-- Materials provided follows --

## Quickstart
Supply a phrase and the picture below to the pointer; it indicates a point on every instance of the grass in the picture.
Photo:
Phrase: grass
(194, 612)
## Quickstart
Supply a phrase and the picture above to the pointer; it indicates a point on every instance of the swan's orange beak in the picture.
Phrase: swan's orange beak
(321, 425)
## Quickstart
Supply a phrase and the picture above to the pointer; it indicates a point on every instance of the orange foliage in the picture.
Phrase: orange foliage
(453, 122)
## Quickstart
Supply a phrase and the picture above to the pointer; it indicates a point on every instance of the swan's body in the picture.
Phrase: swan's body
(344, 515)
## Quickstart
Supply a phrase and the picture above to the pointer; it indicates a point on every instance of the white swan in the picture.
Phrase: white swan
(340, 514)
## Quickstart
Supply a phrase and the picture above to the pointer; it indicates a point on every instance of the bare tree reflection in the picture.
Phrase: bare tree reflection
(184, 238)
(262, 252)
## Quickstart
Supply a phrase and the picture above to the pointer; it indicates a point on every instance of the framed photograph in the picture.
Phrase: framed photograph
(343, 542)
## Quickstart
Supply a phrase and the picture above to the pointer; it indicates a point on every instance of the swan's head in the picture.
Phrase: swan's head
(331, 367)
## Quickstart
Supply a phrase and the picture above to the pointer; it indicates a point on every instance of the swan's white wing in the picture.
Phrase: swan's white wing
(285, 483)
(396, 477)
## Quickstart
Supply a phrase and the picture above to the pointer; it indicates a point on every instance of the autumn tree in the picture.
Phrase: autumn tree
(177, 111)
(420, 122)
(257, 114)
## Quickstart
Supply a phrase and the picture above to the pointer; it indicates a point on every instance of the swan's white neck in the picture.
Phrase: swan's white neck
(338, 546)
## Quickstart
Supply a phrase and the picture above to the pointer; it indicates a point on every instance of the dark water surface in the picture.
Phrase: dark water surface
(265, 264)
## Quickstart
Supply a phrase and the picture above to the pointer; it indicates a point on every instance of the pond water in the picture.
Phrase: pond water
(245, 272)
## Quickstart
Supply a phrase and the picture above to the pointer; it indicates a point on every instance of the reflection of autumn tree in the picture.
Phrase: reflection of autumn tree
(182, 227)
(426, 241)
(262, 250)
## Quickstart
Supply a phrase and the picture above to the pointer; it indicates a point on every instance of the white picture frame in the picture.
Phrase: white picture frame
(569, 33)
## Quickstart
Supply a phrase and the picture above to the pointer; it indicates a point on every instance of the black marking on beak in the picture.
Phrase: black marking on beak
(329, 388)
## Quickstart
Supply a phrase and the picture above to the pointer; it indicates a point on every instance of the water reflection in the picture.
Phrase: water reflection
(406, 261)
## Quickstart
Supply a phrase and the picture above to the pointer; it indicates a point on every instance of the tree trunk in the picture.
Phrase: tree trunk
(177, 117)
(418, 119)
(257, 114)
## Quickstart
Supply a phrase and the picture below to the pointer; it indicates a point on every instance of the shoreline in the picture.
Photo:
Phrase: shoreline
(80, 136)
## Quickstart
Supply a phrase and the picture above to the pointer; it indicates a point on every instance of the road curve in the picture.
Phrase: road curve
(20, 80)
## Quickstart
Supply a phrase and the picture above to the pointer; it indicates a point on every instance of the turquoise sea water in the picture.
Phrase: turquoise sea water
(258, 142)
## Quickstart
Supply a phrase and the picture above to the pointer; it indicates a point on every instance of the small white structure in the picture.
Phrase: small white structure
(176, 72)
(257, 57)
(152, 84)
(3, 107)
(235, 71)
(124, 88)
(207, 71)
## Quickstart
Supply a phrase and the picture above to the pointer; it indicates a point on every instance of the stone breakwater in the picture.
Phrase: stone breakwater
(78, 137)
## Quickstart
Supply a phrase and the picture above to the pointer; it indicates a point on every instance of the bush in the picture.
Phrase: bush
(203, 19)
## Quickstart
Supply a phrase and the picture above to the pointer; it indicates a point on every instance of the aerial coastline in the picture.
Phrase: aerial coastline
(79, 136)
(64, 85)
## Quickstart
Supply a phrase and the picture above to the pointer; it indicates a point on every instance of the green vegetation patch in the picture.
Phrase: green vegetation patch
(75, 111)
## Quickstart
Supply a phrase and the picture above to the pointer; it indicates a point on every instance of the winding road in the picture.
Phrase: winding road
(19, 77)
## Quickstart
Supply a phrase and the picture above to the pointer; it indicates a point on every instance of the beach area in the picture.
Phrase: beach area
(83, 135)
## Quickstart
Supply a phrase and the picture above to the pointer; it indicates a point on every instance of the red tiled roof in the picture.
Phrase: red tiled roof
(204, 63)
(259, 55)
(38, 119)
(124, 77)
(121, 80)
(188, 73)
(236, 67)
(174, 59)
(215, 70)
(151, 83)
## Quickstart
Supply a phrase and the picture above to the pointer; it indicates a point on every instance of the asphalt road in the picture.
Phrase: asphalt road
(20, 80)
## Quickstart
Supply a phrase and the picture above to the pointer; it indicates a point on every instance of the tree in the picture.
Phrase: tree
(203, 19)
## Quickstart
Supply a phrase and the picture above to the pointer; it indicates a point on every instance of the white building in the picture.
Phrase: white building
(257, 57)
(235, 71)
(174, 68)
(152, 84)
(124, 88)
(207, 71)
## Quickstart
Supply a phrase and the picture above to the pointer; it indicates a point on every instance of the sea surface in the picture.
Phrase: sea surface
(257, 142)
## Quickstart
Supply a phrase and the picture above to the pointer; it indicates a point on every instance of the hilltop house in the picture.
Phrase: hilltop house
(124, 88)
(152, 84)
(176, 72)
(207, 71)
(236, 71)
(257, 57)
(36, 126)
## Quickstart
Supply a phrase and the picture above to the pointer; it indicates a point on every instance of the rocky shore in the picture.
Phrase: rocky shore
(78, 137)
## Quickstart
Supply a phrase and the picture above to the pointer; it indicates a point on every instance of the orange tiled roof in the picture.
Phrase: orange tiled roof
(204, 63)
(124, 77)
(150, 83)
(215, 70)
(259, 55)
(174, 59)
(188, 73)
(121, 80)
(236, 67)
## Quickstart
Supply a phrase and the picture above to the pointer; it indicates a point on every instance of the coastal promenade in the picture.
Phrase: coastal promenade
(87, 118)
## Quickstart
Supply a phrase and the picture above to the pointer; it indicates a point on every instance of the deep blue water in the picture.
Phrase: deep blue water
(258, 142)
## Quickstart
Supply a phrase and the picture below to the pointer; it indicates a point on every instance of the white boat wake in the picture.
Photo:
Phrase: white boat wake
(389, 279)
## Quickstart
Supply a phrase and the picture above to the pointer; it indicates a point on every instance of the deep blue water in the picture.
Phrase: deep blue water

-- Materials provided concluded --

*Assigned task:* Nothing in the records above may be left out; repeat them exactly.

*Response for this exercise:*
## Quickstart
Supply a phrase and the picture below to the pointer; it indicates a point on every instance of the grass in the picture.
Photo:
Phrase: grass
(194, 612)
## Quickstart
Supply a phrase and the picture above to the pointer; it indicates a point on every instance of the swan's orange beak in the picture.
Phrase: swan's orange beak
(321, 425)
## Quickstart
Supply a phrase and the picture above to the pointer; it indicates a point on every instance of the orange foliage in the picture.
Phrase: orange foliage
(453, 122)
## Quickstart
Supply a phrase and the picture above to the pointer; it indicates a point on every instance of the swan's body in the picture.
Phrase: swan's body
(344, 515)
## Quickstart
Supply a phrase and the picture above to the pointer; it indicates a point on every instance of the white swan in the picture.
Phrase: white swan
(340, 514)
## Quickstart
Supply a phrase and the picture above to the pointer; it indicates a point on every instance of the bare tree reflection in the picture.
Phrase: bare tree reflection
(184, 238)
(262, 252)
## Quickstart
Supply a phrase and the picture above to the pointer; it indicates a point on every instance of the framed photograph in the picture.
Phrase: framed photograph
(343, 542)
## Quickstart
Supply a phrase and the picture above to the pointer; it indicates a point on every instance of the swan's head in the picture.
Phrase: swan's head
(331, 367)
## Quickstart
Supply a phrase and the picture above to the pointer; it indicates a point on every instance of the swan's white wing in the picture.
Phrase: swan's white wing
(285, 483)
(396, 477)
## Quickstart
Supply a phrase and the picture above to the pointer; it indicates a point on every instance of the autumn tree in the picture.
Phrase: autumn tree
(177, 111)
(420, 122)
(257, 114)
## Quickstart
Supply a phrase and the picture above to the pointer; it indicates a point on every instance of the swan's white neck in the picture.
Phrase: swan's white neck
(338, 546)
## Quickstart
Supply a phrase and the picture above to the pointer; it indicates a point on every instance of the dark water surface in the picture.
Phrase: dark water surface
(265, 264)
## Quickstart
Supply a phrase and the picture above to the pointer; it indicates a point on every instance of the pond water in the picture.
Phrase: pond water
(245, 272)
## Quickstart
Supply a phrase and the picture above to the pointer; it indicates a point on every instance of the reflection of autumn tree in the picture.
Phrase: reflection of autumn tree
(182, 227)
(426, 241)
(262, 250)
## Quickstart
Supply a phrase and the picture above to the pointer; it indicates a point on every instance of the white picture frame in the picture.
Phrase: white picture frame
(569, 33)
## Quickstart
Supply a phrase and the picture above to the pointer; it indicates a point on every instance of the black marking on beak in the picture.
Phrase: black marking on beak
(329, 388)
## Quickstart
Supply a phrase and the picture above to the pointer; it indicates a point on every instance of the water reflection in the picture.
Phrase: water reflection
(406, 261)
## Quickstart
Supply a phrase and the picture above to the pointer; it indicates a point on every instance of the tree trunk in the picture.
Phrase: tree trunk
(177, 117)
(418, 119)
(257, 114)
## Quickstart
Supply a phrase and the picture below to the pointer; it indicates a point on every instance of the shoreline in the picture.
Photo:
Phrase: shoreline
(80, 136)
## Quickstart
Supply a phrase and the picture above to the pointer; it indicates a point on every instance of the road curve in the picture.
Phrase: road curve
(20, 80)
## Quickstart
Supply a phrase and the picture above to the pointer; it indicates a point on every instance of the turquoise sea water in the picture.
Phrase: turquoise sea water
(258, 142)
## Quickstart
Supply a phrase and the picture above to the pointer; it indicates a point on every instance of the small white structure in the picture.
Phrase: small white structure
(176, 72)
(257, 57)
(152, 84)
(3, 107)
(235, 71)
(124, 88)
(207, 71)
## Quickstart
Supply a phrase and the picture above to the pointer; it indicates a point on every instance of the stone breakwater in the picture.
Phrase: stone breakwater
(78, 137)
## Quickstart
Supply a phrase and the picture above to the pointer; it indicates a point on every instance of the bush in the picture.
Phrase: bush
(203, 19)
## Quickstart
Supply a phrase and the picture above to the pointer; it indicates a point on every instance of the aerial coastline in the picture.
Phrase: aerial coastline
(79, 136)
(64, 85)
## Quickstart
Supply a phrase and the picture above to the pointer; it indicates a point on every instance of the green vegetation patch in the picture.
Phrase: green vegetation patch
(75, 111)
## Quickstart
Supply a phrase and the picture above to the pointer; it indicates a point on every instance of the winding road in the picture.
Phrase: winding road
(19, 77)
## Quickstart
Supply a phrase and the picture above to the pointer; it indicates a point on every instance of the beach area in the picture.
Phrase: beach area
(83, 135)
## Quickstart
Supply a phrase and the picture above to the pointer; it indicates a point on every instance of the red tiled roof in the picture.
Phrase: red tiled roof
(204, 63)
(259, 55)
(38, 119)
(124, 77)
(121, 80)
(188, 73)
(236, 67)
(174, 59)
(215, 70)
(151, 83)
## Quickstart
Supply a phrase and the picture above to the pointer; it indicates a point on every instance of the asphalt road in the picture.
Phrase: asphalt road
(20, 80)
## Quickstart
Supply a phrase and the picture above to the pointer; it indicates a point on every instance of the tree in the picture.
Phrase: tree
(203, 19)
## Quickstart
Supply a phrase and the picture above to the pointer; it indicates a point on every instance of the white building in the picture.
Phrase: white building
(257, 57)
(235, 71)
(174, 68)
(152, 84)
(124, 88)
(207, 71)
## Quickstart
Supply a phrase and the picture above to the pointer; it indicates a point on every instance of the sea surface in the picture.
Phrase: sea surface
(257, 142)
## Quickstart
Supply a phrase and the picture above to the pointer; it indicates a point on every instance of the hilltop house in the picture.
Phrase: hilltop house
(124, 88)
(152, 84)
(176, 72)
(207, 71)
(236, 71)
(257, 57)
(36, 126)
## Quickstart
Supply a phrase and the picture above to the pointer; it indicates a point on every instance of the rocky shore in the picture.
Phrase: rocky shore
(78, 137)
## Quickstart
Supply a phrase and the picture above to the pointer; it indicates a point on every instance of the orange tiled roof in the picture.
Phrase: orange tiled roof
(204, 63)
(124, 77)
(150, 83)
(215, 70)
(259, 55)
(174, 59)
(188, 73)
(121, 80)
(236, 67)
## Quickstart
Supply a phrase and the picture above to the pointer; it indicates a point on every instance of the coastal promenade in the picture.
Phrase: coastal promenade
(87, 118)
## Quickstart
Supply a phrase and the picture above to the pointer; it indicates a point on every instance of the deep blue water in the picture.
Phrase: deep blue water
(258, 142)
## Quickstart
Supply a phrase and the picture below to the pointer; it indicates a point on every instance of the white boat wake in the picture.
Photo:
Phrase: white boat wake
(389, 279)
## Quickstart
Supply a phrase and the picture above to the pointer; it indicates a point on every instance of the deep blue water in the picture.
Phrase: deep blue water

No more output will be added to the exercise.